Write out the entries verbatim and leave the images out of the copy.

Point labeling examples:
= = = = =
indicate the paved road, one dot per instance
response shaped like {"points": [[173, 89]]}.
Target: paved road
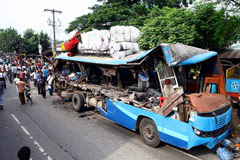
{"points": [[55, 131]]}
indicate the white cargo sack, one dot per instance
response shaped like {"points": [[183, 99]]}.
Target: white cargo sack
{"points": [[97, 40]]}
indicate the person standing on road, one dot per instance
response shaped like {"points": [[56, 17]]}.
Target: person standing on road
{"points": [[2, 81], [42, 82], [34, 74], [9, 74], [21, 87], [50, 84]]}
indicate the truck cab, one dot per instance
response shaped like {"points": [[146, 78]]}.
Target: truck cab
{"points": [[173, 93]]}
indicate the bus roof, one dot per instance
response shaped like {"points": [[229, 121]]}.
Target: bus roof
{"points": [[174, 54]]}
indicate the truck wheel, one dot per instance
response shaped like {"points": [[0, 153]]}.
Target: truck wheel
{"points": [[78, 102], [149, 132]]}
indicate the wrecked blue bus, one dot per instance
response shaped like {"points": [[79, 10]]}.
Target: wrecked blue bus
{"points": [[173, 93]]}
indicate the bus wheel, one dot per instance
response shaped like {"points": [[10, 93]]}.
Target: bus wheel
{"points": [[78, 102], [149, 132]]}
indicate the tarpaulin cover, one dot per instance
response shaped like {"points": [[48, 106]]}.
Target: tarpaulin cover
{"points": [[207, 102], [175, 55], [180, 54]]}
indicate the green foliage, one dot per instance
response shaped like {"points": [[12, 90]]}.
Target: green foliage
{"points": [[10, 41], [107, 15], [152, 3], [120, 12], [31, 41], [171, 26], [216, 29]]}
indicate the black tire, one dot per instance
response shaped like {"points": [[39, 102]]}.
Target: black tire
{"points": [[78, 101], [149, 132]]}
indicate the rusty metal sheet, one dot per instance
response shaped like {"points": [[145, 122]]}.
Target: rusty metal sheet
{"points": [[207, 102], [108, 71], [174, 100]]}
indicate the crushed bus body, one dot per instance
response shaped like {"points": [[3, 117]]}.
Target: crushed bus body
{"points": [[172, 93]]}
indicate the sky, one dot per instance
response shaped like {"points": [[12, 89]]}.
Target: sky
{"points": [[24, 14]]}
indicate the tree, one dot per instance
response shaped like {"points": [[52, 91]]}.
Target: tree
{"points": [[171, 26], [120, 12], [10, 41], [152, 3], [31, 41], [216, 29]]}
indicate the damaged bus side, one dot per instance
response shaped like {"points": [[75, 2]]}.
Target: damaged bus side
{"points": [[172, 93]]}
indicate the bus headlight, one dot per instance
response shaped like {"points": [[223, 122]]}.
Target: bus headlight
{"points": [[197, 132]]}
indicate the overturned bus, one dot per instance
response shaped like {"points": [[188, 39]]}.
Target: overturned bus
{"points": [[173, 93]]}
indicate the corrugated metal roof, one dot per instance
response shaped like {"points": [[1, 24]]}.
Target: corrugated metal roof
{"points": [[230, 54]]}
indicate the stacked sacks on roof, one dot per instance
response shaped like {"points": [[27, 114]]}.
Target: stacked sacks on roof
{"points": [[120, 41]]}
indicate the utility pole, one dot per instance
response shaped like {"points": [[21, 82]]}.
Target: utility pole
{"points": [[54, 36]]}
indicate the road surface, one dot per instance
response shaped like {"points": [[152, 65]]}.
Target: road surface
{"points": [[54, 131]]}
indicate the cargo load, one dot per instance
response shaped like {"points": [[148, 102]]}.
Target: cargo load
{"points": [[118, 42]]}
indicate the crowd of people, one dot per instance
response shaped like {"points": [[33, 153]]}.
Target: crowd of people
{"points": [[21, 71]]}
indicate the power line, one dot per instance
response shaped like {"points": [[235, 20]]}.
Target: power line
{"points": [[54, 25]]}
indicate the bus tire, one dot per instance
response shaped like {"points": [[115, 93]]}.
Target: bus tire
{"points": [[78, 102], [149, 132]]}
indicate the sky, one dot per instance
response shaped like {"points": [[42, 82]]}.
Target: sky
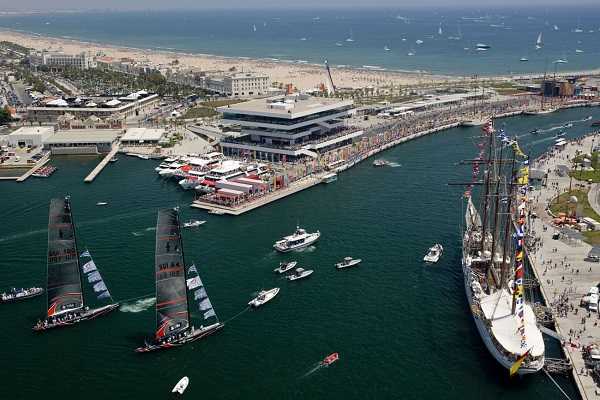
{"points": [[51, 5]]}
= = = = =
• **Response for this exercise**
indicate the paved road, one dot per instance
response shaped like {"points": [[173, 89]]}.
Target: paved road
{"points": [[55, 131]]}
indicate the white cargo sack, one dot per instance
response shaped like {"points": [[183, 99]]}.
Target: white cargo sack
{"points": [[97, 40]]}
indicate the person standing on road, one dot per instance
response shaped like {"points": [[56, 17]]}.
Target: person standing on road
{"points": [[2, 81], [42, 82], [34, 74], [9, 74], [21, 87], [50, 84]]}
indicate the truck cab, one dot per instance
response shaped like {"points": [[146, 78]]}.
Target: truck cab
{"points": [[173, 93]]}
indicate the bus roof, one dot per instance
response shaped like {"points": [[229, 121]]}.
Target: bus roof
{"points": [[174, 54]]}
indicate the truck wheel, one dot per instance
response shaped like {"points": [[0, 153]]}.
Target: truck wheel
{"points": [[78, 102], [149, 132]]}
indicate the wrecked blue bus, one dot per instance
response shaped like {"points": [[79, 10]]}.
Target: wrecked blue bus
{"points": [[173, 93]]}
indicate the bus wheel, one dot per instance
response shaped like {"points": [[10, 93]]}.
Target: bus wheel
{"points": [[78, 102], [149, 132]]}
indicate the tarpaulin cover, one dot per instance
response shaped like {"points": [[48, 106]]}.
Target: tarpaulin cover
{"points": [[207, 102], [175, 55], [180, 54]]}
indicate the green foliage, one dot per instance
response shaped like {"points": [[12, 90]]}.
Target: green foliage
{"points": [[10, 41], [107, 15], [152, 3], [120, 12], [31, 41], [171, 26], [216, 29]]}
indicate the black tire, one dot per instance
response shaped like {"points": [[39, 102]]}.
Target: black tire
{"points": [[78, 101], [149, 132]]}
indicate the rusty metal sheet, one dot per instance
response shaped like {"points": [[145, 122]]}.
Target: rusty metal sheet
{"points": [[207, 102], [108, 71], [174, 100]]}
indicate the crushed bus body, one dot per instance
response shaped like {"points": [[3, 117]]}.
Target: crushed bus body
{"points": [[172, 93]]}
indicate the sky, one dot per instance
response shaped like {"points": [[12, 89]]}.
Target: sky
{"points": [[24, 14]]}
indicate the tree, one dot per instance
response shaped like {"points": [[52, 91]]}.
Target: tree
{"points": [[171, 26], [120, 12], [10, 41], [152, 3], [31, 41], [216, 29]]}
indicate the damaged bus side, one dot per instance
response shaped like {"points": [[75, 2]]}.
Target: damaged bus side
{"points": [[172, 93]]}
indicate the bus headlight, one dot per instance
response shaped like {"points": [[223, 122]]}.
Target: bus headlight
{"points": [[197, 132]]}
indicate the overturned bus, one dot per instance
response shaped like {"points": [[188, 39]]}.
Target: overturned bus
{"points": [[173, 93]]}
indicate the corrugated metal roof, one dot per instance
response shaped like {"points": [[1, 24]]}.
Target: corrugated metal roof
{"points": [[230, 54]]}
indicate the stacked sacks on roof, one dot per instance
response shaped like {"points": [[27, 114]]}.
Target: stacked sacks on roof
{"points": [[120, 41]]}
indicate the utility pole, one dot per instance
response shaped like {"points": [[21, 82]]}.
Target: utility pole
{"points": [[54, 36]]}
indicate the road surface, one dot per instance
response shaped like {"points": [[152, 65]]}.
Target: road surface
{"points": [[54, 131]]}
indicate the cargo load, one dot per instance
response shaped like {"points": [[148, 102]]}.
Target: cargo load
{"points": [[118, 42]]}
indicate the crowd of people, one dot per instance
response shaped like {"points": [[33, 153]]}.
Target: crowd of people
{"points": [[21, 71]]}
indicate the power line, one dot per instance
response shaped like {"points": [[235, 20]]}.
Target: power line
{"points": [[54, 25]]}
indicate the bus tire, one dot per instance
response shaped like {"points": [[115, 93]]}.
Target: bus tire
{"points": [[78, 102], [149, 132]]}
indicate the sky, one dot per instance
response shaped like {"points": [[42, 82]]}.
Target: sky
{"points": [[51, 5]]}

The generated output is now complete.